**The task:** Reproduce the entries below with "shrub" changed to "bush" and all other text left the same.

**Data for processing:**
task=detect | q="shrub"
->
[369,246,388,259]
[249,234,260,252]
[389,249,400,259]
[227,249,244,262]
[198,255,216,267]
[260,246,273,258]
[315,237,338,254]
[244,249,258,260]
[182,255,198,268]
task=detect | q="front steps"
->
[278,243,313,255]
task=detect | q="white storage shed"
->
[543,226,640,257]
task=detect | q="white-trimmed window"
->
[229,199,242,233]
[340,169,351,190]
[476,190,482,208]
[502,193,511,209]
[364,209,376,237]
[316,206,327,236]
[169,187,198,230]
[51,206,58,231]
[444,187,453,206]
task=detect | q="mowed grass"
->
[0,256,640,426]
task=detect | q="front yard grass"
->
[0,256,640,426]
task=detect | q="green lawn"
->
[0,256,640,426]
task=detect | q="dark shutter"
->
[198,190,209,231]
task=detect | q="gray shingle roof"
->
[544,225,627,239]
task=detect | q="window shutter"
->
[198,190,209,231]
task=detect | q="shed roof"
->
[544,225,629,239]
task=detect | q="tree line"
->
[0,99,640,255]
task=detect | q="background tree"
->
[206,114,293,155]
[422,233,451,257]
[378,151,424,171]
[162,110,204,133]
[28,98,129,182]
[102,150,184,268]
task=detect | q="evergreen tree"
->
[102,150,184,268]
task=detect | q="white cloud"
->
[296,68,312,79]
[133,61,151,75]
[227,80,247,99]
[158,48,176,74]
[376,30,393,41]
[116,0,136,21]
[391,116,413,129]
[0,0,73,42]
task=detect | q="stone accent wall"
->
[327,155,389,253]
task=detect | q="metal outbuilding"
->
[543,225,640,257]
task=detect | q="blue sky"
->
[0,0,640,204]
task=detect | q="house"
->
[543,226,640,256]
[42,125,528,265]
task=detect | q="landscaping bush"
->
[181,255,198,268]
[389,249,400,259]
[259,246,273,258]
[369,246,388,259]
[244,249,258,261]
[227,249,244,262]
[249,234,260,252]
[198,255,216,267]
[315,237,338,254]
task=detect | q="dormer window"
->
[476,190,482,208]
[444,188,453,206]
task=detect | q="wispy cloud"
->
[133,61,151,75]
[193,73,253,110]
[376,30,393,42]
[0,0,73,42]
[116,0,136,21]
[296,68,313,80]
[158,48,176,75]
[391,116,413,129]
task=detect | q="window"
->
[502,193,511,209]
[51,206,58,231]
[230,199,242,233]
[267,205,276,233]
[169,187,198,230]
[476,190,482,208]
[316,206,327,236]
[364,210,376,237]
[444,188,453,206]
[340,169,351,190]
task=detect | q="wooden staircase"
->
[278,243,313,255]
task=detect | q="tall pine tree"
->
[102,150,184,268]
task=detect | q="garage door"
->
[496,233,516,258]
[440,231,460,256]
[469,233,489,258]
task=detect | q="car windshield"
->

**Correct output:**
task=detect | q="bush"
->
[369,246,388,259]
[249,234,260,252]
[389,249,400,259]
[227,249,244,262]
[198,255,216,267]
[260,246,273,258]
[315,237,338,254]
[244,249,258,260]
[182,255,198,268]
task=detect | q="front steps"
->
[278,243,313,255]
task=detect | q="white storage shed"
->
[543,226,640,257]
task=detect | q="white-trimmed window"
->
[229,199,242,233]
[340,169,351,190]
[476,190,482,208]
[502,193,511,209]
[364,209,376,237]
[316,206,327,236]
[169,187,198,230]
[51,206,58,231]
[444,187,453,206]
task=detect | q="mowed grass"
->
[0,256,640,426]
task=detect | q="front yard grass"
->
[0,256,640,426]
task=detect | q="green lawn"
->
[0,256,640,426]
task=detect | q="dark shutter"
->
[198,190,209,231]
task=detect | q="gray shingle roof"
->
[544,225,627,239]
task=detect | q="window shutter"
->
[198,190,209,231]
task=detect | q="shed roof"
->
[544,225,629,239]
task=detect | q="tree line"
->
[0,99,640,255]
task=detect | q="background tree"
->
[206,114,293,155]
[422,233,451,257]
[378,151,424,171]
[162,110,204,133]
[28,98,129,182]
[102,150,184,268]
task=detect | q="evergreen tree"
->
[102,150,184,268]
task=detect | q="white cloud"
->
[296,68,312,79]
[133,61,151,75]
[227,80,247,99]
[158,48,176,74]
[376,30,393,41]
[116,0,136,21]
[391,116,413,129]
[0,0,73,42]
task=detect | q="stone accent wall"
->
[327,155,389,253]
task=detect | q="metal outbuilding"
->
[543,225,640,257]
task=detect | q="blue sky"
->
[0,0,640,204]
task=detect | q="house"
->
[543,226,640,256]
[42,125,528,265]
task=detect | q="landscaping bush"
->
[181,255,198,268]
[389,249,400,259]
[259,246,273,258]
[369,246,388,259]
[244,249,258,261]
[227,249,244,262]
[249,234,260,252]
[198,255,216,267]
[315,237,338,254]
task=detect | q="dormer window"
->
[476,190,482,208]
[444,188,453,206]
task=detect | q="wispy cloud"
->
[133,61,151,75]
[193,73,253,110]
[376,30,393,42]
[0,0,73,42]
[116,0,136,21]
[296,68,313,80]
[158,48,176,75]
[391,116,413,129]
task=detect | q="window"
->
[502,193,511,209]
[51,206,58,231]
[230,199,242,233]
[267,205,276,233]
[169,187,198,230]
[476,190,482,208]
[316,206,327,236]
[364,210,376,237]
[444,188,453,206]
[340,169,351,190]
task=detect | q="wooden staircase"
->
[278,243,313,255]
task=detect | q="tall pine tree"
->
[102,150,184,268]
task=detect | q="garage door"
->
[496,233,516,258]
[440,231,460,256]
[469,233,489,258]
task=detect | q="car windshield"
->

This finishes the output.